■ **Instructions to follow**: Copy the entries verbatim from the first line through the line holding "[[1017, 26]]", both ends included.

===== Extracted entries =====

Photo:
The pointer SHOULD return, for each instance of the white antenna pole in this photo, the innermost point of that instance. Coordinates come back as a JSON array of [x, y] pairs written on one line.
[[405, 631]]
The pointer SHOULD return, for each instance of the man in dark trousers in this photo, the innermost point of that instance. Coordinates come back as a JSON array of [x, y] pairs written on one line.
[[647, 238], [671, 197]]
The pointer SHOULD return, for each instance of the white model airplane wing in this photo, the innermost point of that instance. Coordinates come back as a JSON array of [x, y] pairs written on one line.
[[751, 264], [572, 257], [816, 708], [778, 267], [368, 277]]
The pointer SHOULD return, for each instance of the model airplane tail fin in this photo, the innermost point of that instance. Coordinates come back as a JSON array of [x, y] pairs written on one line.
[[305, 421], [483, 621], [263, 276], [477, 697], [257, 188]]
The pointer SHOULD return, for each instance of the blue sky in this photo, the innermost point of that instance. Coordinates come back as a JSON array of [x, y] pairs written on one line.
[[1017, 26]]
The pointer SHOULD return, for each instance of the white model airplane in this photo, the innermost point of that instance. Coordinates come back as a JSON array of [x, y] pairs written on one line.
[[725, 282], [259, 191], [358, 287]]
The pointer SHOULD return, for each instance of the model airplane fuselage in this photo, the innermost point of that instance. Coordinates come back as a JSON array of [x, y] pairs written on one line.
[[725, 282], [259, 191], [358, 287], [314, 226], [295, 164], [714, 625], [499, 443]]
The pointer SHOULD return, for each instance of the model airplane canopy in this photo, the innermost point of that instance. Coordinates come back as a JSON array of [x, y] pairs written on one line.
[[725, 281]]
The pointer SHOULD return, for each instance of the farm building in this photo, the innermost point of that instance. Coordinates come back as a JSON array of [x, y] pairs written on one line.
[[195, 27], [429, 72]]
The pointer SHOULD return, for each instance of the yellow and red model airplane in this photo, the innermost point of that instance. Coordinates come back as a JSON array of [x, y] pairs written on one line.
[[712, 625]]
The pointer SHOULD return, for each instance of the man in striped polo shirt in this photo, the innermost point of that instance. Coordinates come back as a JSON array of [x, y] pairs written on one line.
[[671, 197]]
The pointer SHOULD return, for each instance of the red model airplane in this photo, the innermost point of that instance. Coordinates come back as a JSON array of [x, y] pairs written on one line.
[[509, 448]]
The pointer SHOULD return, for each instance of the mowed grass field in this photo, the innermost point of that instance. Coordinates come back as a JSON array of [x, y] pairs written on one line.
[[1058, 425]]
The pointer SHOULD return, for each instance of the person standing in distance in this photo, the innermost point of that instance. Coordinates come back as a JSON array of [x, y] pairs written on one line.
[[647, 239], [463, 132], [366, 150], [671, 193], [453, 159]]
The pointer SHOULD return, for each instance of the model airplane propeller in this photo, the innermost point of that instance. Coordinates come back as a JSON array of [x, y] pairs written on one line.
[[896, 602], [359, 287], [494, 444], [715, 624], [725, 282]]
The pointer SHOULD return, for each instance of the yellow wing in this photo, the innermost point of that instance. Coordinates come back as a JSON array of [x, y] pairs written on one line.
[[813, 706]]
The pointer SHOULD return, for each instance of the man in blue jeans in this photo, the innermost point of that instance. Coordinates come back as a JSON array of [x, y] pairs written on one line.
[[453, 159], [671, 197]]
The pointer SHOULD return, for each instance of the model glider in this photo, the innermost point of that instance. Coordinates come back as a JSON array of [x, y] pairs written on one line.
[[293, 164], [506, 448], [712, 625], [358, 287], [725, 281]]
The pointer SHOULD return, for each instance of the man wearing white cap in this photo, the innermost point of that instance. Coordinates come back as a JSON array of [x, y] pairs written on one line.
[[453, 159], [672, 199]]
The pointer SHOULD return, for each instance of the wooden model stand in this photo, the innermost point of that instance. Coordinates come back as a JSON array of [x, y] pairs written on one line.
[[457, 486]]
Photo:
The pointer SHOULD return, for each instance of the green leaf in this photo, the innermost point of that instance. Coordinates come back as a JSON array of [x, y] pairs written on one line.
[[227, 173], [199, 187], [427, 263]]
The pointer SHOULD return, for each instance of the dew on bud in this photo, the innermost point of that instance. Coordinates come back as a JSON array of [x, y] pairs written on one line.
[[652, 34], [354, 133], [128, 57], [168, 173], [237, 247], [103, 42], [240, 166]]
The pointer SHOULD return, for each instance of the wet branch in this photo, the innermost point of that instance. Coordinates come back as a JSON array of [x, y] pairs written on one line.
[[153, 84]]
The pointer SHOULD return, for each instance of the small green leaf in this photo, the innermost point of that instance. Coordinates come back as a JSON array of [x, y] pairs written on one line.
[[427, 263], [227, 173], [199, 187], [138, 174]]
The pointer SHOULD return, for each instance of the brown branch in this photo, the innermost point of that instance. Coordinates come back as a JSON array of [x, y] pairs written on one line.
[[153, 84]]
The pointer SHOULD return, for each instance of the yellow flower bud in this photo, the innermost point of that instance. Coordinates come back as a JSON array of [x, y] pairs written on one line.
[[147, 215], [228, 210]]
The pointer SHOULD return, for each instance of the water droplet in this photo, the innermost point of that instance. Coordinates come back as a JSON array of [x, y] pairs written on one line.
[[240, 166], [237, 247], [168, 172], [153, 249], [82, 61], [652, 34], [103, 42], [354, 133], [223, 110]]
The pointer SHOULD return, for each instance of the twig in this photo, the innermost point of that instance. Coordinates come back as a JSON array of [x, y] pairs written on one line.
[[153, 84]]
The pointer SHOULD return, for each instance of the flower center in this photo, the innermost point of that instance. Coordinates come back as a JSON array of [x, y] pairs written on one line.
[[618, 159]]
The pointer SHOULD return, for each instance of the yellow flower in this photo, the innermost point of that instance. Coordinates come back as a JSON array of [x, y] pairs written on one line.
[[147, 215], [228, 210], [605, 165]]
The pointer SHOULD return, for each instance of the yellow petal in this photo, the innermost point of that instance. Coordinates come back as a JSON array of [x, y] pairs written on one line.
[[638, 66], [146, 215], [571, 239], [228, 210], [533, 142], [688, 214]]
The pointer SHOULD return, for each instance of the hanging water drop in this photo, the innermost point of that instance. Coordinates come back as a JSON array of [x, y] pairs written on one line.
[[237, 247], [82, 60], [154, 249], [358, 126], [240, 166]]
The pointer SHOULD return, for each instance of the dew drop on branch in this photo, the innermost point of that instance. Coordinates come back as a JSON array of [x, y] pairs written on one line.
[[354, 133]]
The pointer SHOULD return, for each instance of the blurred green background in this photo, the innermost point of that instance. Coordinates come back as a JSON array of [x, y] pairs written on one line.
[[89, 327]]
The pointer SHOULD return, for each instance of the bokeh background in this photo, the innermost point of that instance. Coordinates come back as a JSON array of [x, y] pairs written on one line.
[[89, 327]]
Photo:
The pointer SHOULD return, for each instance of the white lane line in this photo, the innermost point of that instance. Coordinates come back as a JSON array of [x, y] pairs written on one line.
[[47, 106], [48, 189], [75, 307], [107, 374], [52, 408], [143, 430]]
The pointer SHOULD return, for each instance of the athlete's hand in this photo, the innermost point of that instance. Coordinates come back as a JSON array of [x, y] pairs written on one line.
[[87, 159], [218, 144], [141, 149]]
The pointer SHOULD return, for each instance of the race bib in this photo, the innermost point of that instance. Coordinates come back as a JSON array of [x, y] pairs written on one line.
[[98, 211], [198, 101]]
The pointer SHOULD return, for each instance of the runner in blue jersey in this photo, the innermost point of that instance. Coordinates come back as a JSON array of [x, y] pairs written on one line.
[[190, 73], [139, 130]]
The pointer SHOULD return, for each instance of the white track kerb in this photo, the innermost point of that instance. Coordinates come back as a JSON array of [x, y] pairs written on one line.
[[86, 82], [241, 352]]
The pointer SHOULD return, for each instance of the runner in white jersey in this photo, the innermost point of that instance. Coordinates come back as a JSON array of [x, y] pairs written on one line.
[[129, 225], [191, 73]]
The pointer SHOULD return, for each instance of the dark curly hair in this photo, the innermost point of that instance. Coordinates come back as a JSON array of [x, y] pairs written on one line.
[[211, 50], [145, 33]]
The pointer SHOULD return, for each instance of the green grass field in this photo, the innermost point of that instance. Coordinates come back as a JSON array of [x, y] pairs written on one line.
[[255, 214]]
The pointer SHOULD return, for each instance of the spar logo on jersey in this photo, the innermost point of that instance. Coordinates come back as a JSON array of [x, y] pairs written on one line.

=====

■ **Output**:
Photo:
The pointer SHOULD return, for each instance of the white antenna pole in this photo, the innermost point of that instance. Coordinates come back as a JSON array of [x, y] pairs written on one line.
[[405, 631]]
The pointer SHOULD return, for each instance of the man in dark trousers in this photo, the innermost point of that instance. Coordinates come back as a JSON array of [x, y] pairs written on one line.
[[647, 238], [671, 197]]
The pointer SHOULD return, for each instance of the white model airplane wing in this photo, the innermost point of that instance. Coordinates come back as a JSON array of [x, y] pairs written on one line.
[[751, 264], [572, 257], [816, 708], [778, 267], [368, 277]]
The pointer SHOULD return, for each instance of the model airplane tail fin in this photo, the innermost point of that instance. Coordinates come back as a JSON array of [x, y] pairs written on one line.
[[305, 421], [483, 621], [263, 276], [477, 697], [257, 188]]
The pointer SHOULD return, for each instance of the blue sky in this photo, the innermost point of that instance. Coordinates come back as a JSON array of [x, y] pairs written on one line.
[[1017, 26]]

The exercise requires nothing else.